Requirement
Please count the lines in the records below that include the word "tally" and report only the total.

Record set
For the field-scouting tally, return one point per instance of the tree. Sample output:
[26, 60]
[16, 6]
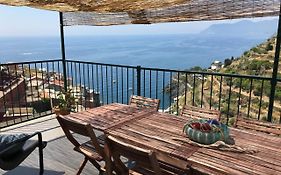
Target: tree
[227, 62]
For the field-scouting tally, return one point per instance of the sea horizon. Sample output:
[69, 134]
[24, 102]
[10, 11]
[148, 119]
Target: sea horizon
[169, 51]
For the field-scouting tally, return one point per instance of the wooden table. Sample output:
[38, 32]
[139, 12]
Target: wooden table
[163, 133]
[107, 116]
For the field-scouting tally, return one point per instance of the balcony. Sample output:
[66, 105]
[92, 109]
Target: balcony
[35, 92]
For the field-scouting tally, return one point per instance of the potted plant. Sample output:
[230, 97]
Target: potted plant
[65, 104]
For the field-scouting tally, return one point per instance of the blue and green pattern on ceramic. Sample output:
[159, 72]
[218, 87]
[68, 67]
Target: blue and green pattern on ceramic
[219, 132]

Exercise response
6